▶ **DIRECTIVE**: Reproduce the dice probability text word for word, everything from "To find : Which" down to "3) , ( 5 , 2) , (6 , 1)".

-- begin TEXT SHOWN --

To win the game, Elena has to roll an even number first and a number less than 3 second. Her probability of winning is StartFraction 6 over 36 EndFraction.Marta has a lower probability of winning than Elena has. Which could be the outcome that Marta needs to win the game? Select three options.
Answers
Given : To win the game, Elena has to roll an even number first and a number less than 3 second . Marta has a lower probability of winning than Elena has.
To find : Which could be the outcome that Marta needs to win the game . Select all options
Solution:
rolling a sum of 7
rolling a sum of 6
rolling a sum of 2 or a sum of 9
rolling a sum that is greater than 9
rolling a sum that is greater than 2 but less than 5
Even number 2 , 4 , 6 P = 3/6
less than 3 1 ,2 = 2/6
Probability = (3/6)(2/6) = 6/36 = 1/6
rolling a sum of 7
(1,6) , ( 2, 5) , ( 3, 4) , ( 4, 3) , ( 5 , 2) , (6 , 1)

-- end TEXT SHOWN --
-- begin DATASET ROWS --

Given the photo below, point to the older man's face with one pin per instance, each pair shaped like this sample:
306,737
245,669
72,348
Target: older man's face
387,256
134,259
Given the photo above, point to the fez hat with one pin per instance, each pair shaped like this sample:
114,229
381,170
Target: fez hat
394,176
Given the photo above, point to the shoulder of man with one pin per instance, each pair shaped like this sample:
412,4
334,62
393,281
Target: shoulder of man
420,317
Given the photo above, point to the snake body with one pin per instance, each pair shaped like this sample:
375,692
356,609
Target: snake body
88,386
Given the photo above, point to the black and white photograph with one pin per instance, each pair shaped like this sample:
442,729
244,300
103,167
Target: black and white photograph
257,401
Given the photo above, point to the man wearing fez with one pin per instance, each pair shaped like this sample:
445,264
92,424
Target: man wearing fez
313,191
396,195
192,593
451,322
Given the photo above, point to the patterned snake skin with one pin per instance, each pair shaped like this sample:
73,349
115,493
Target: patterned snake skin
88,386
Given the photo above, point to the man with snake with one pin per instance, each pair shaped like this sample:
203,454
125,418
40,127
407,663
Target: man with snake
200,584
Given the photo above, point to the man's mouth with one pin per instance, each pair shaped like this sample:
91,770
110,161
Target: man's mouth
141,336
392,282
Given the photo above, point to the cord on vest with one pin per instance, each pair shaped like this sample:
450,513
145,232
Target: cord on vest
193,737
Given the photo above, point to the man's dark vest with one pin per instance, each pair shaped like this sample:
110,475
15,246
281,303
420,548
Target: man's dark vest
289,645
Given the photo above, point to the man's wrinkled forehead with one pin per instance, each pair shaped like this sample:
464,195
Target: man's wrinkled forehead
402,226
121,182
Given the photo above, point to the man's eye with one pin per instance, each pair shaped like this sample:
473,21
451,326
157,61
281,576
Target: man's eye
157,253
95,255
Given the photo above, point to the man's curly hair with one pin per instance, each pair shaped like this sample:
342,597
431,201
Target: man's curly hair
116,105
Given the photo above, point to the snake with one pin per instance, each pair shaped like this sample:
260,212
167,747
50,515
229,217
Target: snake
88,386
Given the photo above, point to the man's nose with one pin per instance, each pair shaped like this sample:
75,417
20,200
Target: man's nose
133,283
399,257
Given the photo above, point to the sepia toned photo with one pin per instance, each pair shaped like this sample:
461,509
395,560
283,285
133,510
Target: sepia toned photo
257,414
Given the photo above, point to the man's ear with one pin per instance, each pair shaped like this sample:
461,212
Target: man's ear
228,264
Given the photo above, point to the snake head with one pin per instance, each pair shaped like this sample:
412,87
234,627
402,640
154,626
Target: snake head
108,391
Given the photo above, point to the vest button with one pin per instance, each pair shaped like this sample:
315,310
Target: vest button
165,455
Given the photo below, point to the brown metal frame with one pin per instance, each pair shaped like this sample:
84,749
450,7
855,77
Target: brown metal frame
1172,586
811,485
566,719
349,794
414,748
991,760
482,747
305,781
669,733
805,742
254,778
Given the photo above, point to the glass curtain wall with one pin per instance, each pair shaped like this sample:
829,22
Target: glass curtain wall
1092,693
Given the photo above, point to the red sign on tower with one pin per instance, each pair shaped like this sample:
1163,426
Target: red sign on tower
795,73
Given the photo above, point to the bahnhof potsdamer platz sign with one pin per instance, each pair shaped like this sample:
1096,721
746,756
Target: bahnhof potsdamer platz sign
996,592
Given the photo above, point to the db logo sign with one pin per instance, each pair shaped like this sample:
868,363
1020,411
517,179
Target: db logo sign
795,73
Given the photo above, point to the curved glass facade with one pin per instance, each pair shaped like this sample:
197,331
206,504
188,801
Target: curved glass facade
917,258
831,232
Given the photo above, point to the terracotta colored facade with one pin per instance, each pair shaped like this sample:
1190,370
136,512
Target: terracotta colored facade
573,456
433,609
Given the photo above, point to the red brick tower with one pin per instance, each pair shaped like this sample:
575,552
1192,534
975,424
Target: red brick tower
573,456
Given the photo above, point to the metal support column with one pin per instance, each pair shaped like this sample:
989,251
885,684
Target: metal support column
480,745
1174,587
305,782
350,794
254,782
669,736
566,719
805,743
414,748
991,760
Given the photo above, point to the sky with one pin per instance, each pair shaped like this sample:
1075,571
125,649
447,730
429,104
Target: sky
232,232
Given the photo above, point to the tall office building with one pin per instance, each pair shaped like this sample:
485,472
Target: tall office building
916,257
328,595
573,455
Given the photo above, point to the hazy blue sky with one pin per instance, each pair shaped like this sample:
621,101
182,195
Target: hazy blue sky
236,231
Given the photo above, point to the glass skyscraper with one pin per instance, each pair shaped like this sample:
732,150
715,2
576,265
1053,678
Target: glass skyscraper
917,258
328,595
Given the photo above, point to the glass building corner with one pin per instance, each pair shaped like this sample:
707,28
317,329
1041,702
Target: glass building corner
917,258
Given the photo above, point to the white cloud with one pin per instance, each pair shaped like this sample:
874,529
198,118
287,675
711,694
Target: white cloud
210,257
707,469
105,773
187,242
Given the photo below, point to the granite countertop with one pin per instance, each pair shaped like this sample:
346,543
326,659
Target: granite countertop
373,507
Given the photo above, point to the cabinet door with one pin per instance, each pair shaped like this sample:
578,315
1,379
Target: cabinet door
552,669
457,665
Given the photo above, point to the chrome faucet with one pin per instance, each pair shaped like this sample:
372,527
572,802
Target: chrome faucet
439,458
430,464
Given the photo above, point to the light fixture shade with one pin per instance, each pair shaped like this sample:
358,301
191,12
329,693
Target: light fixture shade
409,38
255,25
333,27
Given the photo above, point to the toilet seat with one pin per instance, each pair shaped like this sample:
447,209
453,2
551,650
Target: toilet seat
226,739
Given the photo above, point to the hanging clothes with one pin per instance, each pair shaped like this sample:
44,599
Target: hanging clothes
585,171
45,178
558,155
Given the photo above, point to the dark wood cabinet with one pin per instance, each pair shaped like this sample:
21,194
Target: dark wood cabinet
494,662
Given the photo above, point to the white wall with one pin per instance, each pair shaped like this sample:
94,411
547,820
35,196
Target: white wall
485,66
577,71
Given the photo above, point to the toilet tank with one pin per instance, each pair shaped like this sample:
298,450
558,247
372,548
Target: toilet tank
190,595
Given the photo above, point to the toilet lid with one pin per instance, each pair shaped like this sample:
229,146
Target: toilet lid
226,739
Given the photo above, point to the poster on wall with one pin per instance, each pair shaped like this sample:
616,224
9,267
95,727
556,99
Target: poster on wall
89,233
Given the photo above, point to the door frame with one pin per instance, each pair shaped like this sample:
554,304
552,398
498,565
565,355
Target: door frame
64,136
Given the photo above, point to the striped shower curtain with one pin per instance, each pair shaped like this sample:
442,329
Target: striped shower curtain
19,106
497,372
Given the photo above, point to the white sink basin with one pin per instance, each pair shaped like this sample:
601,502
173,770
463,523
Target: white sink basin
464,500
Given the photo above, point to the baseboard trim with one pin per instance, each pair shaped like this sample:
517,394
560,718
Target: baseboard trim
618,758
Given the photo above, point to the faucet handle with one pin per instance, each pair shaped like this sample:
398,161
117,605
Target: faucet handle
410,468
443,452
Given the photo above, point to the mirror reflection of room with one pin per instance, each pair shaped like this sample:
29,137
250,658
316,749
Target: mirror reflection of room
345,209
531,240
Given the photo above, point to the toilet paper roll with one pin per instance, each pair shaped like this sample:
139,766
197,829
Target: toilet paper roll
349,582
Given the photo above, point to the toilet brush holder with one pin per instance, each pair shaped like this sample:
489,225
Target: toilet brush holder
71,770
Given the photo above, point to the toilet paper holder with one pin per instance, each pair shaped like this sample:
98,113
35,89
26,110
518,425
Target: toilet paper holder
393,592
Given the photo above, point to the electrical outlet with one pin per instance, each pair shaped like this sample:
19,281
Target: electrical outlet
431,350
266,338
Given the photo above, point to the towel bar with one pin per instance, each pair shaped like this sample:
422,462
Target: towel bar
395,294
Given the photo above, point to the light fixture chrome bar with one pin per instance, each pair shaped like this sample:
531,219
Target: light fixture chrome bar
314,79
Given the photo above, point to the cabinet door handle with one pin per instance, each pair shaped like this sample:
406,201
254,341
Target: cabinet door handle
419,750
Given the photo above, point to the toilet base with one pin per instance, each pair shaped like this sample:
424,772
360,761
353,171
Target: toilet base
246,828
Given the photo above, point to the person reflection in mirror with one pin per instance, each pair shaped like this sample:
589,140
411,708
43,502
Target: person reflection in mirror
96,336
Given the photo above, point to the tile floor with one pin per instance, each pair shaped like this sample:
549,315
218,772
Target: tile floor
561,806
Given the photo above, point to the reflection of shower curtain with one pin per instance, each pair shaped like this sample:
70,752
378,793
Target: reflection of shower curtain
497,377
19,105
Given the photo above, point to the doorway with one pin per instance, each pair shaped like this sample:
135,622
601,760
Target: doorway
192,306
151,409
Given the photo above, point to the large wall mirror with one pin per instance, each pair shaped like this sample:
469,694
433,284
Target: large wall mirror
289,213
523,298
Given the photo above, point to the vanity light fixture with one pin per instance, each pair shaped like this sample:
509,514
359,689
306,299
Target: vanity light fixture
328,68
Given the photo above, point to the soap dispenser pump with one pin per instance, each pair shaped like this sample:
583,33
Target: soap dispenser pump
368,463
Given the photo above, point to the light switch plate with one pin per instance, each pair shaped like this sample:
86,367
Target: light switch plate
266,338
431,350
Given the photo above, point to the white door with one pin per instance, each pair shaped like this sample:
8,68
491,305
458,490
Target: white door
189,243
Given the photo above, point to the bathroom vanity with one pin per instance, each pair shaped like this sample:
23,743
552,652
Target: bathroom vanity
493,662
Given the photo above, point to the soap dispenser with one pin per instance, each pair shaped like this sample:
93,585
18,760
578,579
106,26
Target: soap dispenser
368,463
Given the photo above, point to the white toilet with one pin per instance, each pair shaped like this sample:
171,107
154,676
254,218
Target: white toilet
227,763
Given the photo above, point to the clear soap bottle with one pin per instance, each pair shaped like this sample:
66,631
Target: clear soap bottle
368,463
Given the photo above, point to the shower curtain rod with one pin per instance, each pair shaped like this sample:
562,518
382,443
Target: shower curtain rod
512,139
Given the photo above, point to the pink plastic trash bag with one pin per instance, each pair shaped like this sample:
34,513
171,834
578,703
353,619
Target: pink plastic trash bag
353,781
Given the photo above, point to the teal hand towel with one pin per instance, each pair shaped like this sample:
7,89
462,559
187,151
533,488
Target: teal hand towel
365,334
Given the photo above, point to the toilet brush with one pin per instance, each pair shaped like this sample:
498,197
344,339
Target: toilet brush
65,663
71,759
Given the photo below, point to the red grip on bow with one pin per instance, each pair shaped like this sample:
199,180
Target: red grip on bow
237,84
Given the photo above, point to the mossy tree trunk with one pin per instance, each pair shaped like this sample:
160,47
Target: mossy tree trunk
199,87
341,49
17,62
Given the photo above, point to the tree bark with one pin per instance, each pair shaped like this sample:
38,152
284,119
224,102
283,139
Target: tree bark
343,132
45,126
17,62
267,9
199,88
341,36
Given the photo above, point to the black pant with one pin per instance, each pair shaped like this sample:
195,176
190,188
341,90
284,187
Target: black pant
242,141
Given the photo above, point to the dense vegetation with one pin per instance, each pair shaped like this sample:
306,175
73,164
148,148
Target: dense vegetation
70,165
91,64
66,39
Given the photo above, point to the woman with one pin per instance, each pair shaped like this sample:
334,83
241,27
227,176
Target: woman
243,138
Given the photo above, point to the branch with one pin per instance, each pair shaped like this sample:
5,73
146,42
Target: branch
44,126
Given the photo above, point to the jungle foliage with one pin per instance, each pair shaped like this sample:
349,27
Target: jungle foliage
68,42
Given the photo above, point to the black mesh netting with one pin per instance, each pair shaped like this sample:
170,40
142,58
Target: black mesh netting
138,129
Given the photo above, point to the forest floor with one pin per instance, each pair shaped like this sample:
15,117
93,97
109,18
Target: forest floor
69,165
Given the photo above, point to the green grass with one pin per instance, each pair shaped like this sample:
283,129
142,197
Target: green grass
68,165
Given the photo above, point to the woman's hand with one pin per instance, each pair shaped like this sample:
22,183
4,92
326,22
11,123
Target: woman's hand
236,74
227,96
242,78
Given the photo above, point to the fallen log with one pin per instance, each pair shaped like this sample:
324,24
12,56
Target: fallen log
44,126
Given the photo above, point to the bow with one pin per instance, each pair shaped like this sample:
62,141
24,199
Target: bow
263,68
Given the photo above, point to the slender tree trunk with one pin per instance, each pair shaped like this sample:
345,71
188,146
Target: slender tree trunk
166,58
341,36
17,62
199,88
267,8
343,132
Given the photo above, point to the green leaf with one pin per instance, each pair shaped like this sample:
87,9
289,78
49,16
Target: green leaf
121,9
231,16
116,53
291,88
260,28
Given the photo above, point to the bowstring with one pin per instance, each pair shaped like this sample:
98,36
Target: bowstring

-- end DATASET ROWS --

▶ **EXERCISE SOLUTION**:
To find : Which could be the outcome that Marta needs to win the game . Select all options
Solution:
rolling a sum of 7
rolling a sum of 6
rolling a sum of 2 or a sum of 9
rolling a sum that is greater than 9
rolling a sum that is greater than 2 but less than 5
Even number 2 , 4 , 6 P = 3/6
less than 3 1 ,2 = 2/6
Probability = (3/6)(2/6) = 6/36 = 1/6
rolling a sum of 7
(1,6) , ( 2, 5) , ( 3, 4) , ( 4, 3) , ( 5 , 2) , (6 , 1)